- PROBLEM TO SOLVE -
Please write out all the data exactly as shown.

※

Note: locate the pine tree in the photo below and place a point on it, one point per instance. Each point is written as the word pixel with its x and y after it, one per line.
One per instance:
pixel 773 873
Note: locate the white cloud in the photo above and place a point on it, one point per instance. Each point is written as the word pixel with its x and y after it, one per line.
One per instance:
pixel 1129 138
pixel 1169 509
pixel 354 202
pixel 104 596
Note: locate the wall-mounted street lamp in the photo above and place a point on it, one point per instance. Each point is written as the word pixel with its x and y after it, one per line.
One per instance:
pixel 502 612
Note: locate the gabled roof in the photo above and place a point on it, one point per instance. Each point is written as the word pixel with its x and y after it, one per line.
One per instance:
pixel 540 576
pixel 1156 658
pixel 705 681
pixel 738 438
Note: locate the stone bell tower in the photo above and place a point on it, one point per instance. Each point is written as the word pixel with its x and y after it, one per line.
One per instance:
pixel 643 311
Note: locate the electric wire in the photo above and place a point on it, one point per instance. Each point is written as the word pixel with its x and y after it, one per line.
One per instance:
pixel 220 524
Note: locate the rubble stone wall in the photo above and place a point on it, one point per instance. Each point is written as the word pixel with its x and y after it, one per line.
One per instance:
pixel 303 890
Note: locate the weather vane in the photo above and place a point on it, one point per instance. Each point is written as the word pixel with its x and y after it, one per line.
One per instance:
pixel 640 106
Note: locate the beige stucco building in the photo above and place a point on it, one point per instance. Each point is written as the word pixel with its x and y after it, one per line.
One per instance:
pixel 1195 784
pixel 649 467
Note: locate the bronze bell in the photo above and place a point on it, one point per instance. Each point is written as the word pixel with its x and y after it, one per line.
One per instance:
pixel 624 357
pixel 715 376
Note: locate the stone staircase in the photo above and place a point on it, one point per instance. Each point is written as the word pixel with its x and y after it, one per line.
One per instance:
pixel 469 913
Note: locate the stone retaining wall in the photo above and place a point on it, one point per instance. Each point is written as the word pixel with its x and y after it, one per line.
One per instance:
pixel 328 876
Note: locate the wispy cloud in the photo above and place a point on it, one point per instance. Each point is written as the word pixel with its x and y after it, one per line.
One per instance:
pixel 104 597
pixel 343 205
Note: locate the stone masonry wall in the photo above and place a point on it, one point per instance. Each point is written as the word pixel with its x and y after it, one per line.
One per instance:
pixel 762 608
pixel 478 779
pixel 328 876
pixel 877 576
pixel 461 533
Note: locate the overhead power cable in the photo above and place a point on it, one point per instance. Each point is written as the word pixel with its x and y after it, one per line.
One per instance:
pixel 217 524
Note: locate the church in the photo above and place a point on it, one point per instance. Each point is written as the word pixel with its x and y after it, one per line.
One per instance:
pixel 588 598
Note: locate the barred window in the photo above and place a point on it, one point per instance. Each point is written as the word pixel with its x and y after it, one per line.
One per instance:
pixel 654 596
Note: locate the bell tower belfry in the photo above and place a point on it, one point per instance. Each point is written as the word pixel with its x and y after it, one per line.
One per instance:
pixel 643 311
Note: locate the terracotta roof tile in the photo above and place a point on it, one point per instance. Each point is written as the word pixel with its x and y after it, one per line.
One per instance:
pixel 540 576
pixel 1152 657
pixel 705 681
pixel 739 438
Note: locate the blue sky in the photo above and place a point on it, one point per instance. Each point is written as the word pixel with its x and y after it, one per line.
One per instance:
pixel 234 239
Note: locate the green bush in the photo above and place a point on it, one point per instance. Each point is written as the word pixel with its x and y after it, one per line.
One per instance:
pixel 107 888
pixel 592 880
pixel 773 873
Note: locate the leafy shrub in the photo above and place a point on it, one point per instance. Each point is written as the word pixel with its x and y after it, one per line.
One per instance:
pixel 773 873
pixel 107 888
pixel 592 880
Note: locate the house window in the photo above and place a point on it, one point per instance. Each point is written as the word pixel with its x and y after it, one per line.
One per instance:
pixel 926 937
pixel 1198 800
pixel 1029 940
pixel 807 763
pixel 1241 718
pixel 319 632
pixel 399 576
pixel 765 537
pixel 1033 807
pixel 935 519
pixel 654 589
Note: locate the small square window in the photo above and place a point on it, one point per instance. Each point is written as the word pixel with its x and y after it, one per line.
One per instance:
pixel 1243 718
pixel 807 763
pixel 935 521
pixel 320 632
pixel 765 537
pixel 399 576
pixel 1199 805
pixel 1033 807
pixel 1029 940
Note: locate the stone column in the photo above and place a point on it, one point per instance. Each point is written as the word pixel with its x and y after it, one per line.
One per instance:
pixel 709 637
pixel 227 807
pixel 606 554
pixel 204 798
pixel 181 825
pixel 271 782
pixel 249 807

※

- RESULT FOR THIS EXERCISE -
Note: locate the pine tree in the photo below and place a point on it, one point per instance. Each point is written as the word pixel with its x and y after it, one per line.
One per instance:
pixel 773 873
Note: locate the white cloud in the photo above and place a point on it, one point per instance. Each point is written as the word pixel with its x and y after it, one per line.
One per instance:
pixel 1129 138
pixel 1169 509
pixel 354 202
pixel 104 596
Note: locate the wall-mounted street lamp in the photo above and place a point on it, one point per instance. Each point is written as the word pixel with its x and y after it, one per line.
One per instance:
pixel 502 612
Note: locate the gabled roof in the photo above and place a point on it, one point per instance. Each point is written as the word pixel with its x and y after it, one per line.
One per instance:
pixel 540 576
pixel 1156 658
pixel 705 681
pixel 738 438
Note: locate the stone bell tower in the photo above and place a point on it, one point per instance. Each point is written as the word pixel with its x and y after it, one per line.
One per instance:
pixel 643 311
Note: locate the electric wire in the photo above and place a point on it, one point per instance. Each point is written as the word pixel with its x and y after it, one per line.
One per instance:
pixel 220 524
Note: locate the rubble stone wall in the photo above and place a point on it, one point per instance. Each point is written as the word pixel with its x and y after it, one per line.
One per instance:
pixel 303 890
Note: locate the weather vane in the photo above and place a point on it, one point per instance. Each point is written as the word pixel with its x and y after it, one per line.
One per instance:
pixel 640 106
Note: locate the beige stucco building in the photo above and place a point on it, one point per instance. Each point is written as the word pixel with its x and y after it, one per line.
One per instance:
pixel 1195 784
pixel 649 467
Note: locate the bronze bell in the photo above and place a point on it, one point per instance. Each point is written as the word pixel with its x and y after it, one per line.
One per instance:
pixel 624 357
pixel 715 376
Note: locate the stone staircase in the photo above and place a point on it, one point per instance. Each point is written as the word pixel with its x and y after it, one per line.
One per instance:
pixel 469 913
Note: locate the stone retaining wall in the photo above and place a point on it, one point per instance. Each point is written as the word pixel with its x and y after it, one per line.
One per instance:
pixel 328 876
Note: locate the wispy cloud in the photo above and place a point on it, one point per instance. Each point is written as the word pixel with its x and y after it, one per line.
One per instance:
pixel 104 597
pixel 343 205
Note: locate the stone masonry wall in the photo above and place a point on it, one point per instance. Each point is written as the word pixel with its x and y after it, one per line.
One per instance:
pixel 762 608
pixel 478 779
pixel 328 876
pixel 877 576
pixel 461 533
Note: locate the overhead power cable in the photo above and place a point on it, one point per instance. Each point is written as the word pixel with its x and y after it, one per line.
One per instance:
pixel 217 524
Note: locate the church in the photo above and place a point on it, one point per instance. Each point is written as the word pixel with its x and y after it, one per line.
One per instance:
pixel 588 598
Note: locate the barred window in the photo above and place a point on it, one point per instance. Each point is written as the word pixel with its x and y after it, one per line.
One per instance:
pixel 654 596
Note: locate the bell tower belfry in the photo above and place a point on it, one point per instance. Each point is written as the word pixel with its x and y after it, one per line.
One per instance:
pixel 643 311
Note: locate the terracotta roof tile in the photo above and place a point on it, one point per instance. Each point is written as the word pixel with its x and y after it, one per line.
One per instance:
pixel 540 576
pixel 1152 657
pixel 705 681
pixel 739 438
Note: locate the blue sky in the photo above and place a point on it, one point per instance. Each point is written as the word pixel with its x and y after it, one per line.
One per instance:
pixel 234 239
Note: locate the green bush in the photo above and place a point on it, one point per instance. Each point is written as the word pixel with its x and y after it, one per line.
One per instance:
pixel 107 888
pixel 592 880
pixel 773 873
Note: locate the leafy shrub in the photo above and place a point on it, one point per instance. Each point is written as the word pixel with its x and y after it, one per line.
One per instance:
pixel 773 873
pixel 107 888
pixel 592 880
Note: locate the house window in the photo above and place a point on it, one point per instance. Each point is written as the word pixel with its x and y after it, one per line.
One per instance:
pixel 926 937
pixel 1198 800
pixel 1029 940
pixel 807 763
pixel 1241 718
pixel 319 632
pixel 399 576
pixel 765 537
pixel 1033 807
pixel 935 519
pixel 654 589
Note: locate the small square window in the photo above and place a point on it, one point per instance. Each point is written as the word pixel with its x and y after it, one per line.
One per instance:
pixel 1243 718
pixel 807 763
pixel 935 521
pixel 320 632
pixel 765 537
pixel 399 576
pixel 1199 805
pixel 1033 807
pixel 1029 940
Note: locate the stone column in the photo above and place a point on it, one point per instance. Each point is written as the word pixel with its x and y after it, one per line.
One per instance:
pixel 709 637
pixel 227 807
pixel 606 554
pixel 204 798
pixel 181 825
pixel 271 782
pixel 249 807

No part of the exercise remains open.